==== Extrait
5) L’importance du pouvoir de marché dont jouit l’entreprise dominante a-t-elle une incidence sur la réponse à la première question?

6) Pour que la pratique décrite à la première question soit considérée comme abusive, faut-il que l’entreprise qui l’a adoptée occupe une position dominante à la fois sur le marché des intermédiaires et sur le marché des clients finaux?

7) Pour que la pratique décrite à la première question soit considérée comme abusive, faut-il que le produit [...] fourni par l’entreprise dominante soit indispensable?

8) Le fait qu’il s’agit d’une livraison à un client nouveau a-t-il une incidence sur la réponse à la première question?

9) Pour que la pratique décrite à la première question soit considérée comme abusive, faut-il que l’entreprise dominante ait une probabilité de récupérer ses pertes?

10) Le fait que l’on soit en présence d’une nouvelle technologie sur un marché, nécessitant de très gros investissements, a-t-il une incidence sur la réponse à la première question, par exemple en raison des frais raisonnables d’établissement et de l’éventuelle nécessité de vendre à perte au cours de la phase d’établissement?»
========
==== Données enregistrées
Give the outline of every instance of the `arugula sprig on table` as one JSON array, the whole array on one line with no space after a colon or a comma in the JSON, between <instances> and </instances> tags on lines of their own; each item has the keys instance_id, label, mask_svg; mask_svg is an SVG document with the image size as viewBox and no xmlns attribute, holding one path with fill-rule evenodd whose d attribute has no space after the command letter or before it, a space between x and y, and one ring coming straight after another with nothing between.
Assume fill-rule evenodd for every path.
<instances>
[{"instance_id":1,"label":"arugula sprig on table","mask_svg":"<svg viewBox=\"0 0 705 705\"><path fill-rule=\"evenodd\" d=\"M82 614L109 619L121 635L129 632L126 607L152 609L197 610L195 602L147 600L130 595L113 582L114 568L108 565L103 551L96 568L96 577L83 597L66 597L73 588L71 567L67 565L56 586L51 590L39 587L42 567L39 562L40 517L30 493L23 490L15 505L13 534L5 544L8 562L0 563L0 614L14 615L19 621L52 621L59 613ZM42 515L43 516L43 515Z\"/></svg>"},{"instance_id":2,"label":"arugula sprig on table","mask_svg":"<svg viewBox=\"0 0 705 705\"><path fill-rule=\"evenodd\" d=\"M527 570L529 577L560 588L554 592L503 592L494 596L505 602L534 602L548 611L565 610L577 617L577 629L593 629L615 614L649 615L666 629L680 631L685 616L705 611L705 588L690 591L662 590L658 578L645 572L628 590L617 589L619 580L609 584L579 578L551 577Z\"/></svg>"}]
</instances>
========
### À faire
1: Dans l'extrait sur la pratique d'une entreprise dominante, sur quels deux marchés la sixième question demande-t-elle si l'entreprise doit occuper une position dominante?
2: Poursuivez l'extrait sur la pratique d'une entreprise dominante après sa dernière phrase.
Les items ne servent à rien ici.

### Réponses
1: Sur le marché des intermédiaires et sur le marché des clients finaux.

2:
6. La Konkurrensverket, TeliaSonera, Tele2, les gouvernements finlandais et polonais, ainsi que la Commission européenne, ont soumis des observations écrites. À l’audience du 18 mars 2010, les mêmes parties, sauf les gouvernements finlandais et polonais, ont présenté leurs arguments de manière orale.

II – Analyse

7. Comme indiqué au point 4 ci-dessus, la juridiction de renvoi a expliqué que, compte tenu des règles de procédure nationales, les questions posées doivent se concentrer uniquement sur les principes du droit de la concurrence. Compte tenu de la nature des questions, les considérations suivantes seront, elles aussi, nécessairement limitées à des questions de principe. Il appartiendra à la juridiction nationale d’établir les faits et d’appliquer la législation applicable. À ce stade, il suffit de noter que, à mon avis, la réponse complète à la première question de la juridiction de renvoi découlera des réponses aux neuf autres questions. Comme je l’expliquerai ci-dessous, j’estime notamment qu’il résulte de l’ordonnance de renvoi que – pour les besoins de la solution du litige au principal – une importance particulière est accordée à la première question combinée aux troisième et septième questions, raison pour laquelle je me concentre sur ces questions-là. Cela est justifié notamment par le fait que la jurisprudence existante de la Communauté (actuellement Union) européenne répond, dans une large mesure, déjà directement ou indirectement aux autres questions.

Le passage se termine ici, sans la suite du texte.